[Stored records]
--------

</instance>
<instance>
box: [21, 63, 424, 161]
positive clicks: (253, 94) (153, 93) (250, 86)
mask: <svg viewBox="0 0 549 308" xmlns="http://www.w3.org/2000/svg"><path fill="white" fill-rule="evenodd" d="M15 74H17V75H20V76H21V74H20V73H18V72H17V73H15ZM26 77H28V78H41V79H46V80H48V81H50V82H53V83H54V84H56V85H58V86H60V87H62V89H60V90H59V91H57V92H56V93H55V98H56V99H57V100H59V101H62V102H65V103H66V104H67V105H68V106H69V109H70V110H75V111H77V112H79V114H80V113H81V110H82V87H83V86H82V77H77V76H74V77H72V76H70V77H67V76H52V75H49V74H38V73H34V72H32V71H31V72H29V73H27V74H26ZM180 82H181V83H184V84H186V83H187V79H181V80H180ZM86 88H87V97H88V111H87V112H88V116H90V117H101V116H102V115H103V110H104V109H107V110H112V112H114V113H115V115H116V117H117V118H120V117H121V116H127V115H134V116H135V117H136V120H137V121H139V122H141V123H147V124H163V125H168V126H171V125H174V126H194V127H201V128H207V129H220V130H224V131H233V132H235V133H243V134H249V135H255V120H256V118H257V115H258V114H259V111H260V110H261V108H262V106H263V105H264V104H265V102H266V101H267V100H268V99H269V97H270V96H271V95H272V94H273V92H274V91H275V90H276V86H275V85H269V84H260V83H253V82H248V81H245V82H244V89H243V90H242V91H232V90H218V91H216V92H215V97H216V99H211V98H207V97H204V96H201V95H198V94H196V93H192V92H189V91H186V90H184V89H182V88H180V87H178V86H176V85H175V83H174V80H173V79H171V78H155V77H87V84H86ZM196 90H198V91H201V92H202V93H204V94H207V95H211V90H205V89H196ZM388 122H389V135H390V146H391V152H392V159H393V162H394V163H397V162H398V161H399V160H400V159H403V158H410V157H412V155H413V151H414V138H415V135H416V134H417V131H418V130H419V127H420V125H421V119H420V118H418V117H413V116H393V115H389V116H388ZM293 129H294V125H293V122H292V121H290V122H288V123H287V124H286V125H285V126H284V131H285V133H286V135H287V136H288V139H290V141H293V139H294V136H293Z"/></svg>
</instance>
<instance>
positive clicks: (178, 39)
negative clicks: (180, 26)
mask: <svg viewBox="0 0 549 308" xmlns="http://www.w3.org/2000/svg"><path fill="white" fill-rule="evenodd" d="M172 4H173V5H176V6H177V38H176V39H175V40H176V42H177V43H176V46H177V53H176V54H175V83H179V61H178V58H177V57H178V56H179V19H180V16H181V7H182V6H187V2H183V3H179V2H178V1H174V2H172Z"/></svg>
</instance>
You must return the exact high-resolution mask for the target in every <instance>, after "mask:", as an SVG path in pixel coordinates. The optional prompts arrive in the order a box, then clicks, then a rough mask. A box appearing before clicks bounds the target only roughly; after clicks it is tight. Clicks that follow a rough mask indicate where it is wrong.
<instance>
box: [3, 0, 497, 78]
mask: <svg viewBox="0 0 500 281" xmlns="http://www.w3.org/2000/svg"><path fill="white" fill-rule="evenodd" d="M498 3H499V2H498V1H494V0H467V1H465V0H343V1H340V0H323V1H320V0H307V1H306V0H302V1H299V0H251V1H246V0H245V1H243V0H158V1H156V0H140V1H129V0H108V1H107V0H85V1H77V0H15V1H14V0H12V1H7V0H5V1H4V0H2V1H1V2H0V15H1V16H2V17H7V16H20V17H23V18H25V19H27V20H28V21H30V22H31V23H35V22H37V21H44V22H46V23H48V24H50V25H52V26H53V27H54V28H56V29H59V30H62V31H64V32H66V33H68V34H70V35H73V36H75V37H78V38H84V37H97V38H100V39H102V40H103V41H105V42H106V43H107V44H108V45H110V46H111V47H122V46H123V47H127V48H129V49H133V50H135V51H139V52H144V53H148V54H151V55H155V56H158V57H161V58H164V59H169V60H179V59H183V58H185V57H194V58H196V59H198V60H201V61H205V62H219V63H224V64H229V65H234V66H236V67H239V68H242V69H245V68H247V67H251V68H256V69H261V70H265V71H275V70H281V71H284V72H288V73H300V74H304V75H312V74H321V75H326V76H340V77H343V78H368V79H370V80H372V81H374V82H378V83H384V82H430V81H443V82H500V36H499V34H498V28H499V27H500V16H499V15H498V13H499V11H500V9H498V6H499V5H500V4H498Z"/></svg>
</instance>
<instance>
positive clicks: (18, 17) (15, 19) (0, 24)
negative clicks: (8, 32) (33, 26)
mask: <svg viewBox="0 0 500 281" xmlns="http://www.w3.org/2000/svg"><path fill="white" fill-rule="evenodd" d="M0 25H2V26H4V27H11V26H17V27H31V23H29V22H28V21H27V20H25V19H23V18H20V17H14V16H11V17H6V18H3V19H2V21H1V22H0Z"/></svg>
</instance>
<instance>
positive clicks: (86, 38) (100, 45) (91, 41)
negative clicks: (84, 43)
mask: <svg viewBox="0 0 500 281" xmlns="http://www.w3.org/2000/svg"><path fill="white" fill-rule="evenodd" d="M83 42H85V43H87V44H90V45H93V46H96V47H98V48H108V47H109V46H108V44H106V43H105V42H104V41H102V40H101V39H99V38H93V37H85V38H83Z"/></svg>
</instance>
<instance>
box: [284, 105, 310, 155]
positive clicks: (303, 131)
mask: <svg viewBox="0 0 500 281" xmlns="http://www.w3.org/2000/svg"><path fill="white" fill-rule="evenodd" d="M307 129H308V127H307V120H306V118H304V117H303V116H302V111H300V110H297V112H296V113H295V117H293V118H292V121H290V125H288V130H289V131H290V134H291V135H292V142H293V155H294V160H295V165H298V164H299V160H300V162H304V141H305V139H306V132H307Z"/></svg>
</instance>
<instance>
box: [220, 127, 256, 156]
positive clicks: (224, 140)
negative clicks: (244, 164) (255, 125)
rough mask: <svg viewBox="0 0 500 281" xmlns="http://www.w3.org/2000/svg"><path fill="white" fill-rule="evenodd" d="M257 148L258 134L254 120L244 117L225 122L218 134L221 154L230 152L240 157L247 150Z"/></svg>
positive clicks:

--------

_Problem:_
Quote the whole listing above word for word, from its first line to its last.

_Answer for this exercise:_
</instance>
<instance>
box: [21, 63, 424, 161]
positive clicks: (253, 94) (153, 93) (250, 86)
mask: <svg viewBox="0 0 549 308" xmlns="http://www.w3.org/2000/svg"><path fill="white" fill-rule="evenodd" d="M15 74H17V75H20V76H21V74H20V73H18V72H17V73H15ZM26 77H28V78H41V79H46V80H48V81H50V82H53V83H54V84H56V85H58V86H60V87H62V89H60V90H59V91H57V92H56V93H55V98H56V99H57V100H59V101H62V102H65V103H66V104H67V105H68V106H69V109H70V110H75V111H77V112H79V114H80V113H81V110H82V87H83V86H82V77H77V76H74V77H72V76H70V77H67V76H52V75H49V74H38V73H34V72H32V71H31V72H29V73H27V74H26ZM180 82H181V83H184V84H186V83H187V79H181V80H180ZM86 88H87V97H88V111H87V112H88V116H90V117H101V116H102V115H103V110H104V109H107V110H112V112H114V113H115V115H116V117H117V118H120V117H121V116H127V115H134V116H135V117H136V120H137V121H139V122H141V123H147V124H163V125H168V126H171V125H174V126H194V127H201V128H207V129H220V130H224V131H233V132H235V133H243V134H249V135H255V120H256V118H257V115H258V114H259V111H260V110H261V108H262V106H263V105H264V104H265V102H266V101H267V100H268V99H269V97H270V96H271V95H272V94H273V92H274V91H275V90H276V86H275V85H269V84H260V83H253V82H248V81H245V82H244V89H243V90H242V91H232V90H218V91H216V92H215V97H216V99H211V98H207V97H204V96H201V95H198V94H196V93H192V92H189V91H186V90H184V89H182V88H180V87H178V86H176V85H175V83H174V80H173V79H171V78H155V77H87V84H86ZM196 90H198V91H201V92H202V93H204V94H207V95H211V90H205V89H196ZM388 122H389V135H390V146H391V152H392V159H393V162H394V163H397V162H398V161H399V160H400V159H403V158H410V157H412V155H413V151H414V138H415V135H416V134H417V131H418V130H419V127H420V125H421V119H420V118H418V117H413V116H393V115H389V116H388ZM293 129H294V125H293V122H292V121H290V122H288V123H287V124H286V125H285V126H284V131H285V133H286V135H287V136H288V139H290V141H293V139H294V136H293Z"/></svg>
</instance>
<instance>
positive clicks: (178, 39)
negative clicks: (180, 26)
mask: <svg viewBox="0 0 549 308" xmlns="http://www.w3.org/2000/svg"><path fill="white" fill-rule="evenodd" d="M172 4H173V5H176V6H177V38H176V39H175V40H176V42H177V43H176V46H177V53H176V54H175V83H179V61H178V58H177V57H178V56H179V19H180V16H181V7H182V6H187V2H183V3H179V2H178V1H174V2H172Z"/></svg>
</instance>
You must return the exact high-resolution mask for the target in every <instance>, after "mask:", as an SVG path in pixel coordinates. The optional prompts arrive in the order a box, then clicks, then a rough mask. A box appearing before clicks bounds the target only roughly; after clicks it is tight. Clicks that follow a rough mask indicate where it is wrong.
<instance>
box: [3, 0, 497, 78]
mask: <svg viewBox="0 0 500 281" xmlns="http://www.w3.org/2000/svg"><path fill="white" fill-rule="evenodd" d="M498 3H499V2H498V1H494V0H467V1H465V0H343V1H340V0H323V1H320V0H307V1H306V0H302V1H299V0H251V1H246V0H245V1H243V0H158V1H156V0H140V1H129V0H108V1H107V0H85V1H77V0H15V1H14V0H12V1H7V0H5V1H4V0H2V1H1V2H0V15H1V16H2V17H7V16H20V17H23V18H25V19H27V20H28V21H30V22H31V23H35V22H37V21H44V22H46V23H48V24H50V25H52V26H53V27H54V28H56V29H59V30H62V31H64V32H66V33H68V34H70V35H73V36H75V37H78V38H84V37H97V38H100V39H102V40H103V41H105V42H106V43H107V44H108V45H110V46H111V47H122V46H123V47H127V48H129V49H133V50H135V51H139V52H144V53H148V54H151V55H155V56H158V57H161V58H164V59H169V60H179V59H183V58H185V57H194V58H196V59H198V60H201V61H205V62H219V63H224V64H229V65H234V66H236V67H239V68H242V69H245V68H247V67H251V68H256V69H261V70H265V71H275V70H281V71H284V72H288V73H300V74H304V75H312V74H321V75H326V76H340V77H343V78H368V79H370V80H372V81H374V82H378V83H384V82H430V81H443V82H500V36H499V34H498V28H499V27H500V16H499V15H498V13H499V11H500V9H498V6H499V5H500V4H498Z"/></svg>
</instance>
<instance>
positive clicks: (18, 17) (15, 19) (0, 24)
negative clicks: (8, 32) (33, 26)
mask: <svg viewBox="0 0 500 281" xmlns="http://www.w3.org/2000/svg"><path fill="white" fill-rule="evenodd" d="M0 25H2V26H4V27H11V26H17V27H31V23H29V22H28V21H27V20H25V19H23V18H20V17H14V16H11V17H6V18H3V19H2V21H1V22H0Z"/></svg>
</instance>
<instance>
positive clicks: (86, 38) (100, 45) (91, 41)
negative clicks: (84, 43)
mask: <svg viewBox="0 0 500 281" xmlns="http://www.w3.org/2000/svg"><path fill="white" fill-rule="evenodd" d="M83 42H85V43H87V44H90V45H93V46H96V47H98V48H108V47H109V46H108V44H106V43H105V42H104V41H102V40H101V39H99V38H93V37H85V38H83Z"/></svg>
</instance>
<instance>
box: [284, 105, 310, 155]
positive clicks: (303, 131)
mask: <svg viewBox="0 0 500 281" xmlns="http://www.w3.org/2000/svg"><path fill="white" fill-rule="evenodd" d="M307 129H308V127H307V120H306V118H304V117H303V116H302V111H300V110H297V112H296V113H295V117H293V118H292V121H290V125H288V130H289V131H290V134H291V135H292V142H293V155H294V160H295V165H298V164H299V160H300V162H304V141H305V139H306V132H307Z"/></svg>
</instance>
<instance>
box: [220, 127, 256, 156]
positive clicks: (224, 140)
negative clicks: (244, 164) (255, 125)
rough mask: <svg viewBox="0 0 500 281" xmlns="http://www.w3.org/2000/svg"><path fill="white" fill-rule="evenodd" d="M257 148L258 134L254 120L244 117L225 122L218 134L221 154L230 152L240 157L247 150Z"/></svg>
positive clicks:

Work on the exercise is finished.